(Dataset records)
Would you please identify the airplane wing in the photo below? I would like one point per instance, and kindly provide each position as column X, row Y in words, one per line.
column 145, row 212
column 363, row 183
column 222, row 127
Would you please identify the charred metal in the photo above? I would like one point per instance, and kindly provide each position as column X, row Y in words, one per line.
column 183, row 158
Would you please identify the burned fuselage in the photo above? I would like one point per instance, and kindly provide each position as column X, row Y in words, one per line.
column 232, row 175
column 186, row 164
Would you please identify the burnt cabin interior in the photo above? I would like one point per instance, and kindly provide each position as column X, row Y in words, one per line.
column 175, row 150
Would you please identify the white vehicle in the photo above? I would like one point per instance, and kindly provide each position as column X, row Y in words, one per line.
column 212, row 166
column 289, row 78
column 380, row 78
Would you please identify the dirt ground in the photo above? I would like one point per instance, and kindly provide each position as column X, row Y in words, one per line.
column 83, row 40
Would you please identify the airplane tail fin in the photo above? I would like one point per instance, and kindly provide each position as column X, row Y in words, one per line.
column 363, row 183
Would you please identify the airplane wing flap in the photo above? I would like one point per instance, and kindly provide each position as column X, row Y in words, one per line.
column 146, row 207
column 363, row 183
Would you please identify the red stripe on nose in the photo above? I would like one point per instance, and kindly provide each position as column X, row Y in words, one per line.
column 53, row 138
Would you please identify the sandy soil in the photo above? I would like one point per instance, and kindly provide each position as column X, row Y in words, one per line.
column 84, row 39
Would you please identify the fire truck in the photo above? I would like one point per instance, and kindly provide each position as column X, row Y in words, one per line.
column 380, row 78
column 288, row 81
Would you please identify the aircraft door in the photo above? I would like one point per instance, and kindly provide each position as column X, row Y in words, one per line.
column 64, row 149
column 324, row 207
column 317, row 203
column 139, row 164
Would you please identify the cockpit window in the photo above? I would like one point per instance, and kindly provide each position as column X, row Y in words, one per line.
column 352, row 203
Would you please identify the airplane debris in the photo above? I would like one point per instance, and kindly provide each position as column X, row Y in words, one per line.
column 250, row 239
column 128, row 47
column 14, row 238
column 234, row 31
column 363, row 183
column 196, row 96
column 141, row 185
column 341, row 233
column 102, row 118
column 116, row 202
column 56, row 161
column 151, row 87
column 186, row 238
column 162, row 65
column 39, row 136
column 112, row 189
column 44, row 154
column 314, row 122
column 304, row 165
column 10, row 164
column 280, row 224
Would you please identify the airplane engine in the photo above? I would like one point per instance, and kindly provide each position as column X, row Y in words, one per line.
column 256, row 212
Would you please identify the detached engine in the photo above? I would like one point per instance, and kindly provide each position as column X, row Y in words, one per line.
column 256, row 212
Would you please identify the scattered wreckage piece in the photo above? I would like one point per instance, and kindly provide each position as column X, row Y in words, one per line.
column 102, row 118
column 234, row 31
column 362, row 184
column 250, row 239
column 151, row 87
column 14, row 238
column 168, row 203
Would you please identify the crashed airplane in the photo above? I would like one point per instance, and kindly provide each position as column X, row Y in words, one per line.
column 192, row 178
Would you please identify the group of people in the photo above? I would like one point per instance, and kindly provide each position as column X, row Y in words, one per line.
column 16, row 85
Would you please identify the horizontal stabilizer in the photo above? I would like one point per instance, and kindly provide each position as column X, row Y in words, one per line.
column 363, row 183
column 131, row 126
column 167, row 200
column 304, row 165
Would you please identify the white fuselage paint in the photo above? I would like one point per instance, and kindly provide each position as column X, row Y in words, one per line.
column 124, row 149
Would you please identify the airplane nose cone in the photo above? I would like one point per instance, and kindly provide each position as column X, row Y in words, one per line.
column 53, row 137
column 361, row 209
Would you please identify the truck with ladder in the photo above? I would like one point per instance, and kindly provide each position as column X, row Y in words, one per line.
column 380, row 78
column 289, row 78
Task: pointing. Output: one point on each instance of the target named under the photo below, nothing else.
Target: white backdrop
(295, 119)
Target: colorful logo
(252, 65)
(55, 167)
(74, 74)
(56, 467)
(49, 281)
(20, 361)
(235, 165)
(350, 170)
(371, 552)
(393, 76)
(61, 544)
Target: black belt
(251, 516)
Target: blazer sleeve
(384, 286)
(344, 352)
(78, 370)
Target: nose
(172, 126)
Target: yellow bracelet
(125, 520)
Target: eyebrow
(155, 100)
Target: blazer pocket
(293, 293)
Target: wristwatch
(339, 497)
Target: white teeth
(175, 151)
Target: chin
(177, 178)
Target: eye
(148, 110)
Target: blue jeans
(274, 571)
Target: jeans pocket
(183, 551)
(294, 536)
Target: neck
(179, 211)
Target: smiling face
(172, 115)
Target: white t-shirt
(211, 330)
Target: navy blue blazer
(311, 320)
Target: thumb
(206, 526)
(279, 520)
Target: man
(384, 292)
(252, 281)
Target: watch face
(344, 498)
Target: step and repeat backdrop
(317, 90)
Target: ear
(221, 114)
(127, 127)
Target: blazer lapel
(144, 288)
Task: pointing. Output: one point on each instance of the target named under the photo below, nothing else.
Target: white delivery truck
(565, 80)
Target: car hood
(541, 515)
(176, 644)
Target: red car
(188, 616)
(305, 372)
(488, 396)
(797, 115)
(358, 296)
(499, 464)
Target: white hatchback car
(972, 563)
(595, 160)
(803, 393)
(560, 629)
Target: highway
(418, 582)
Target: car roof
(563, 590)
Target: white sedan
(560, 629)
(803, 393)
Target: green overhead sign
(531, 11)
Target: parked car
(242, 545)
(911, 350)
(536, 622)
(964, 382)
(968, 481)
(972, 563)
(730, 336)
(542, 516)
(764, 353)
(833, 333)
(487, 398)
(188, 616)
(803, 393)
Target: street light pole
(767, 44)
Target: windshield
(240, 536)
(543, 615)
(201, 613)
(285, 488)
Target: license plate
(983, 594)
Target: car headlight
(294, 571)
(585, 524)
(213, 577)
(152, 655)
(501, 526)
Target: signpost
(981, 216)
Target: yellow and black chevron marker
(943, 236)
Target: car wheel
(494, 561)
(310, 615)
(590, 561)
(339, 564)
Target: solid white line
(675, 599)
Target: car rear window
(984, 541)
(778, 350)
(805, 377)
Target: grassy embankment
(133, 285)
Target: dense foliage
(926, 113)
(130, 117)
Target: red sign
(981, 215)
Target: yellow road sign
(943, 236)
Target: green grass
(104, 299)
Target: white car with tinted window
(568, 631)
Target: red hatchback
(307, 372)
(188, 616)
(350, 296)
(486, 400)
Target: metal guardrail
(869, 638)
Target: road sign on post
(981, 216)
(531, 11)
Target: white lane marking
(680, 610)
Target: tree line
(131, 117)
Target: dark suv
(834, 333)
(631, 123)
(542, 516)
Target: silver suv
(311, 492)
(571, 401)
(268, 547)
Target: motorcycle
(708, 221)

--

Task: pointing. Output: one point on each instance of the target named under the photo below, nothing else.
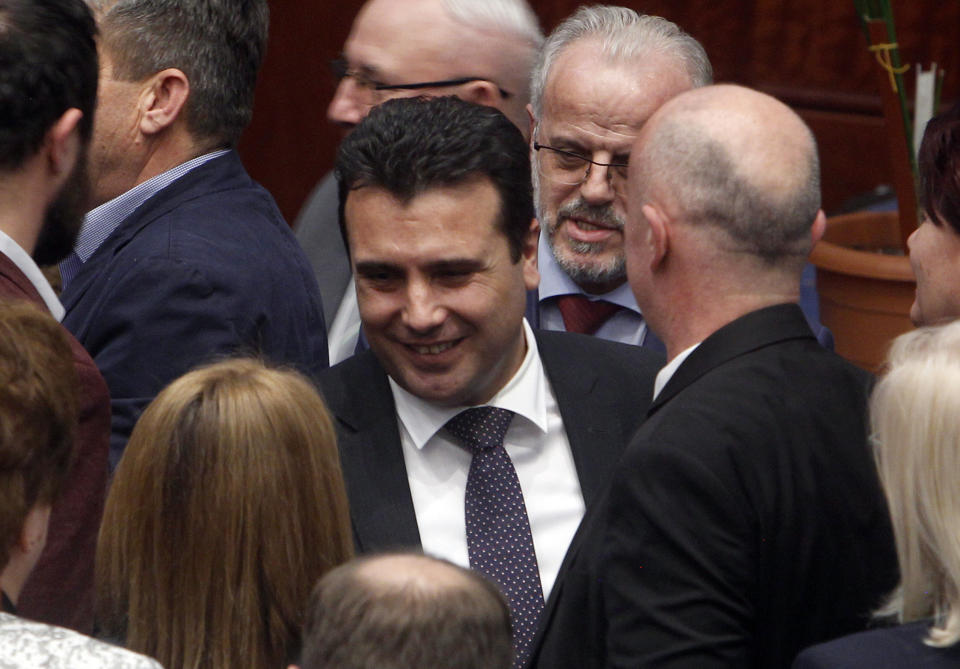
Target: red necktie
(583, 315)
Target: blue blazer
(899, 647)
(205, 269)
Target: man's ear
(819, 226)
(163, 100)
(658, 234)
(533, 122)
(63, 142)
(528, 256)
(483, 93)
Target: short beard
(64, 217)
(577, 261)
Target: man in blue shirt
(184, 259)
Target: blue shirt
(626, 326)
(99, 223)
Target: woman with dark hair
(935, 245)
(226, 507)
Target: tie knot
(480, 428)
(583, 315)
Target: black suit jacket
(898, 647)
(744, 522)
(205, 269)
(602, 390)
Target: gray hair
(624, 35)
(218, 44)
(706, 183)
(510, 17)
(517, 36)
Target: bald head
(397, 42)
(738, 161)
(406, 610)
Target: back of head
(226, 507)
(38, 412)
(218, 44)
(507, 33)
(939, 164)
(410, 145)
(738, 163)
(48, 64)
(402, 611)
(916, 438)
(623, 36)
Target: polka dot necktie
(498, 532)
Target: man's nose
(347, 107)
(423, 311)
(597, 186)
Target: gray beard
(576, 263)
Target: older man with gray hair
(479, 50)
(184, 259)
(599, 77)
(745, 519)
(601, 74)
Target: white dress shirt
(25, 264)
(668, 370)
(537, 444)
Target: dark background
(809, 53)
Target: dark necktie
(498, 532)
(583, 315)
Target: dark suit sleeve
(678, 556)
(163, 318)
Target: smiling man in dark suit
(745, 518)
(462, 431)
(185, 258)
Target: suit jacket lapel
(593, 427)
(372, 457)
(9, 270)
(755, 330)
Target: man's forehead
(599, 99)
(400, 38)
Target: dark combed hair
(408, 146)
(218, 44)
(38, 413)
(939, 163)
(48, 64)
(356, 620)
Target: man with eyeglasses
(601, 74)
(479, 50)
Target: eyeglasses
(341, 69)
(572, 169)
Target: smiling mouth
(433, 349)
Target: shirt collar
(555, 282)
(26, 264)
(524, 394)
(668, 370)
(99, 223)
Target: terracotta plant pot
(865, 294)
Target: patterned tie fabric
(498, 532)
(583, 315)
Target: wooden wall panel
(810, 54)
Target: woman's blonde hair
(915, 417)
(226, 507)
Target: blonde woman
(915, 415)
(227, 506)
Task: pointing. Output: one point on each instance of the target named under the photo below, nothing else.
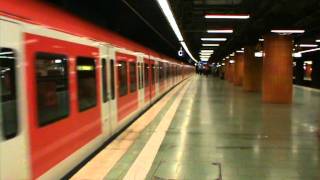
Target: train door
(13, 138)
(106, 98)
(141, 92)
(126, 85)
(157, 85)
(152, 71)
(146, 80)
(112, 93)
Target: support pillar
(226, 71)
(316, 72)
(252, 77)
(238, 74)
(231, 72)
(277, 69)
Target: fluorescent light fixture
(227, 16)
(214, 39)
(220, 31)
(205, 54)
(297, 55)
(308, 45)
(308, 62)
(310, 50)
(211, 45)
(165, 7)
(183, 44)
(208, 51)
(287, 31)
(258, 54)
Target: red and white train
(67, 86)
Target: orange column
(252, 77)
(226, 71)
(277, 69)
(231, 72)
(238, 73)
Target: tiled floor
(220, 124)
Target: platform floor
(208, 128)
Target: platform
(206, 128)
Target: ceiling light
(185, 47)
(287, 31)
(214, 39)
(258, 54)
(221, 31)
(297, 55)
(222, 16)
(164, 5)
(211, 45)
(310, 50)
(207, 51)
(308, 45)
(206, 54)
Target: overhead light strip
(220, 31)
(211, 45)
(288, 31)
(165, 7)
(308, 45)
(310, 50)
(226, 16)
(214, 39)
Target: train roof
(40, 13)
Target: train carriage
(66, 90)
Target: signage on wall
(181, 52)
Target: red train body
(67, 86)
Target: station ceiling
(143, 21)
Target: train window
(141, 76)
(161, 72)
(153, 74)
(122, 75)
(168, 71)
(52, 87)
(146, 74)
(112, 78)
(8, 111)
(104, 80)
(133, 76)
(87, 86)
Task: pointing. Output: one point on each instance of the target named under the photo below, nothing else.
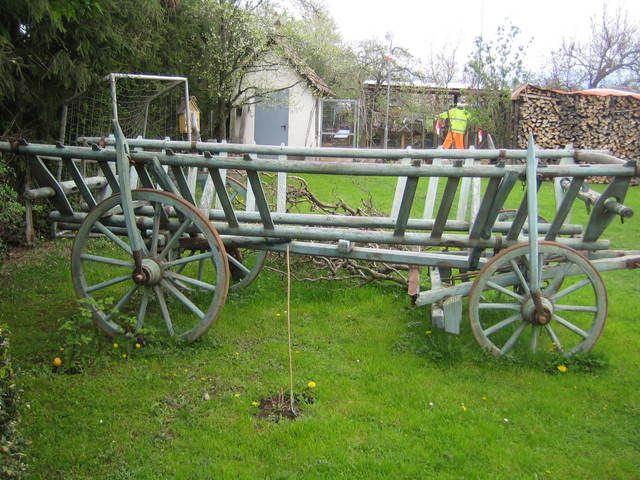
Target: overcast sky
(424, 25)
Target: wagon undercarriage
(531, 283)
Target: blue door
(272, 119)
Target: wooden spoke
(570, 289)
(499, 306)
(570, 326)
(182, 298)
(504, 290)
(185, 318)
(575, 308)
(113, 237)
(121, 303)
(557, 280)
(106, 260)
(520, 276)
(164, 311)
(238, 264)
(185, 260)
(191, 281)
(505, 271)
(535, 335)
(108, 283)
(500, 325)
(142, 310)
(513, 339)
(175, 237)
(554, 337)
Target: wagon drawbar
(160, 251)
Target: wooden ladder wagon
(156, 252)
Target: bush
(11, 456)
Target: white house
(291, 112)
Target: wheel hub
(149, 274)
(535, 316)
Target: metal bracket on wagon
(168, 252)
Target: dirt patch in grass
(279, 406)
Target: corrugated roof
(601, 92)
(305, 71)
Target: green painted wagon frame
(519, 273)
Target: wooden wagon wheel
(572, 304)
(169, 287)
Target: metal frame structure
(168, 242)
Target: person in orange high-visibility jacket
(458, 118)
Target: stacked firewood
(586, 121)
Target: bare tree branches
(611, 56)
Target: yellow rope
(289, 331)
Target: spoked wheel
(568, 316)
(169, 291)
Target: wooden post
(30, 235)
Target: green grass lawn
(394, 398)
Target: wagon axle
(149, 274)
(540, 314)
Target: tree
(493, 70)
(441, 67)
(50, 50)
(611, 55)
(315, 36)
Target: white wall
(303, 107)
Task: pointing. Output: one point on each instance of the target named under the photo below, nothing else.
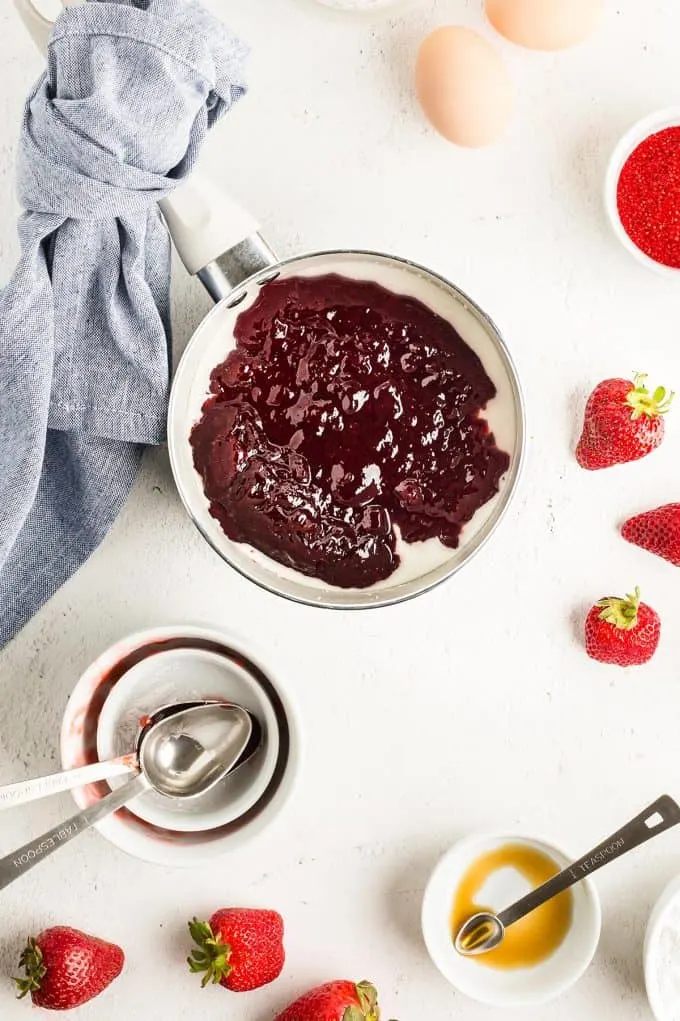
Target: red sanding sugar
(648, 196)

* * *

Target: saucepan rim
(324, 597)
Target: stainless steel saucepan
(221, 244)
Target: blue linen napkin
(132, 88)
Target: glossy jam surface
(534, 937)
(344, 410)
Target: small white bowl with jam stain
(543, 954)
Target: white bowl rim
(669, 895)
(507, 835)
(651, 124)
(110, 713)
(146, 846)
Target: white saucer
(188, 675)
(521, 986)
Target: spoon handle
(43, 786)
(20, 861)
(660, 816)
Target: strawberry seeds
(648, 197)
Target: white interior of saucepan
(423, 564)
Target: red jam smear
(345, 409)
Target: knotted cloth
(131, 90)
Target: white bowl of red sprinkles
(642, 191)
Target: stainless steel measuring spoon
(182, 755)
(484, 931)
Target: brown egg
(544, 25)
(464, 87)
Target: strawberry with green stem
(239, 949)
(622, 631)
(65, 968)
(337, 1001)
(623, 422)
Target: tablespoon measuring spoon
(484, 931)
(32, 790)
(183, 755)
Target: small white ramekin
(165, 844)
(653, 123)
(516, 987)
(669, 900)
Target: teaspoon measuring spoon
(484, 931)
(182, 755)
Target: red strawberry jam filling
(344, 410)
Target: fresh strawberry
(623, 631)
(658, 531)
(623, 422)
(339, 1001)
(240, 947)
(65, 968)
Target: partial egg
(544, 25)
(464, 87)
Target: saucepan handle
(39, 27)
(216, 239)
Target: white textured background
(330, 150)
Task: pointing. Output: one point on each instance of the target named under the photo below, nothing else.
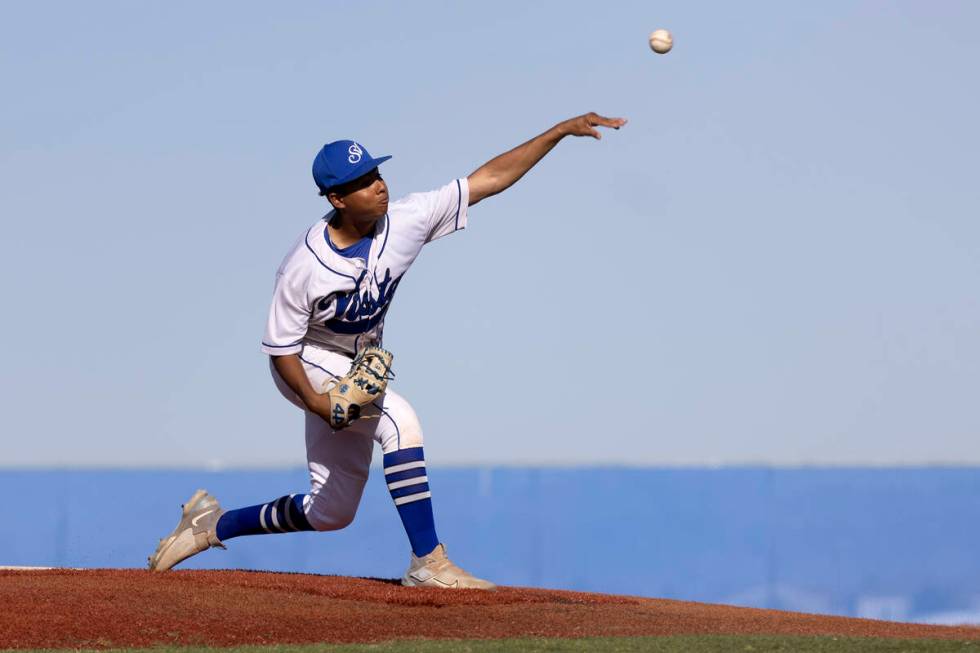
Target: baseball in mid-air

• _Stated goal_
Could you rename "white vehicle" to "white van" and give back the lines from the one with "Would you please identify the airplane wing in" up to and including the one with "column 83, row 40", leaving everything else in them unchanged?

• _Result of this task_
Would you please identify the airplane wing in the photo below? I would like one point per instance, and kindly provide each position as column X, row Y in words, one per line.
column 145, row 212
column 363, row 183
column 222, row 127
Would you please identify the charred metal in the photo above? I would like one point per instance, and kindly provide each position as column X, row Y in words, one per line.
column 183, row 158
Would you please identify the burned fuselage in the photo above? I would like one point per instance, and kindly provide each position as column X, row Y in words, one per line.
column 232, row 175
column 186, row 164
Would you please identify the burnt cabin interior in the photo above? I would like one point per instance, and kindly provide each position as column X, row Y in words, one per line.
column 175, row 150
Would you please identify the white van in the photo above? I would like one point per instance, and kindly provide each position as column X, row Y in words, one per line.
column 212, row 166
column 289, row 78
column 380, row 78
Would you please identify the dirt ground in the photo above? I would like one point per instance, and kindly provide each position as column X, row Y in words, one per line.
column 83, row 40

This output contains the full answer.